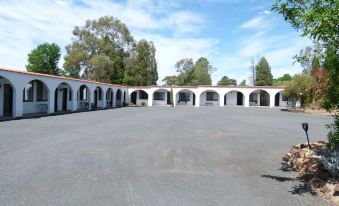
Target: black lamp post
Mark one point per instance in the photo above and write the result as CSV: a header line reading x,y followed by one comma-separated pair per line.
x,y
305,127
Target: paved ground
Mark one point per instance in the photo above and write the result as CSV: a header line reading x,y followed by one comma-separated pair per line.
x,y
154,156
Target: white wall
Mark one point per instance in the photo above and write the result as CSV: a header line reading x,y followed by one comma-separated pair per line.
x,y
205,102
160,102
2,83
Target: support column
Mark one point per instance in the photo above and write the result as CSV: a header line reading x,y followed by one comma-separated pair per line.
x,y
114,95
150,99
197,100
272,100
18,104
247,100
104,100
221,100
51,102
174,99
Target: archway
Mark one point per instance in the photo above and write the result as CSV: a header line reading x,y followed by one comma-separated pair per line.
x,y
209,98
109,98
185,97
118,98
98,101
234,98
139,98
35,98
7,97
63,98
161,97
124,102
259,98
83,97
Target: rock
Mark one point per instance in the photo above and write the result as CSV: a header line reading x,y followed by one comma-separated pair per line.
x,y
322,174
336,190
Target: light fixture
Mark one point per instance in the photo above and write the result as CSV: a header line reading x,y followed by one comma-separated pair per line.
x,y
305,127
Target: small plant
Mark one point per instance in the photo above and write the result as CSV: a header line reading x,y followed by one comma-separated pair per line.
x,y
333,135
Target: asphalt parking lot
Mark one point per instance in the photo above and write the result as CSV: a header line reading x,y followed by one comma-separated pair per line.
x,y
155,156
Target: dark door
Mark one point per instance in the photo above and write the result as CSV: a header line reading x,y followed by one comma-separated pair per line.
x,y
193,99
239,98
56,100
277,98
168,97
112,95
134,98
8,100
95,99
64,99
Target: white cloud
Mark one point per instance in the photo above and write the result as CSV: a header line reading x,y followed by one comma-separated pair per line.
x,y
25,24
255,23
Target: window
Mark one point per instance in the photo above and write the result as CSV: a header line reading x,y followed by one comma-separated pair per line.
x,y
100,93
159,95
118,95
184,96
28,93
284,98
253,97
83,93
211,96
143,95
41,94
108,96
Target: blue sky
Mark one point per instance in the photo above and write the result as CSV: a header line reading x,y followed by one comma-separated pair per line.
x,y
228,32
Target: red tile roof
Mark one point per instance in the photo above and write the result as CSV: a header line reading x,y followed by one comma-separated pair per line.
x,y
107,84
58,77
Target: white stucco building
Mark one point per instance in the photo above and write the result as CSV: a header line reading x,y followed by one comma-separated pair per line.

============================================================

Print every line of the listing above word for word, leaving out the pictures.

Target: black lamp post
Mark one point per instance in the photo above and write the result as CSV: a header line reading x,y followed by one comma-separated pair per line.
x,y
305,127
Target: paved ground
Mark one point per instance in the photo above and write the result as CSV: a header line reading x,y followed by one comma-separated pair per line.
x,y
154,156
Target: white wall
Mark one point per instance in the photo above and write the result as CSV: a header line reading x,y followed by one comma-separated pair per line.
x,y
205,102
160,102
2,83
Target: support column
Mark one point per instance in the photo above and write the result as CSV: a header line reading x,y followed by one comma-separated pair per line.
x,y
114,95
150,99
197,100
272,100
18,104
247,100
104,100
221,100
51,102
174,99
Target: archway
Mark one point per instance in the photo above and write the result as CSV: a header line reading x,y followed by one comma-separated pair per line.
x,y
209,98
109,98
185,97
118,98
98,101
234,98
139,98
35,98
7,97
63,98
161,97
124,102
259,98
83,97
Target: rock
Mark one point per instance in the photo above and write the result as CSV: a header line reading x,y followed by one comma-separated pair per line.
x,y
322,174
336,190
Target: light fixture
Mark one point per instance in the photo above and write the result as CSV: a header line reading x,y followed by one comma-separated pair per line.
x,y
305,127
Target: small plant
Mark one point per instance in the photo above and write the result as CSV: a header line reading x,y followed by one comma-separated pair per line.
x,y
333,135
Target: asphalt parking lot
Mark one point per instance in the photo above and write the result as CSV: a header line reading x,y followed by one comma-separated pair per line.
x,y
155,156
Target: dark door
Mark one point per instance in the photo above and write the result as CSV: a header line reading x,y followed by one comma-separated pair per line.
x,y
193,99
239,98
56,100
277,98
168,97
112,95
134,98
8,100
95,99
64,99
Target: white cloud
Mark one point per instance in the photo above and write the result as CSV: a header line reading x,y followed by one comma-separated pair per line.
x,y
25,24
255,23
Target: window
Mark one point per instance in the photo above and write the result as CSV: a header line reading x,y followed by one comma-separated pair per line.
x,y
100,93
159,95
118,95
184,96
28,93
284,98
253,97
83,93
211,96
143,95
41,94
108,96
Target: blue sky
Mark one point per instance in the photo above and write the result as CSV: a header line reading x,y followed by one comma-separated pair per line.
x,y
228,32
Target: red tile roof
Mark one point per instance in the photo above and write the result as CSV: a header line reading x,y followed by one comma-separated pair per line.
x,y
107,84
58,77
Target: white stucco building
Mark one point per instance in the photo above and write the result as CSV: a header line reading x,y followed by one comma-separated pair per line.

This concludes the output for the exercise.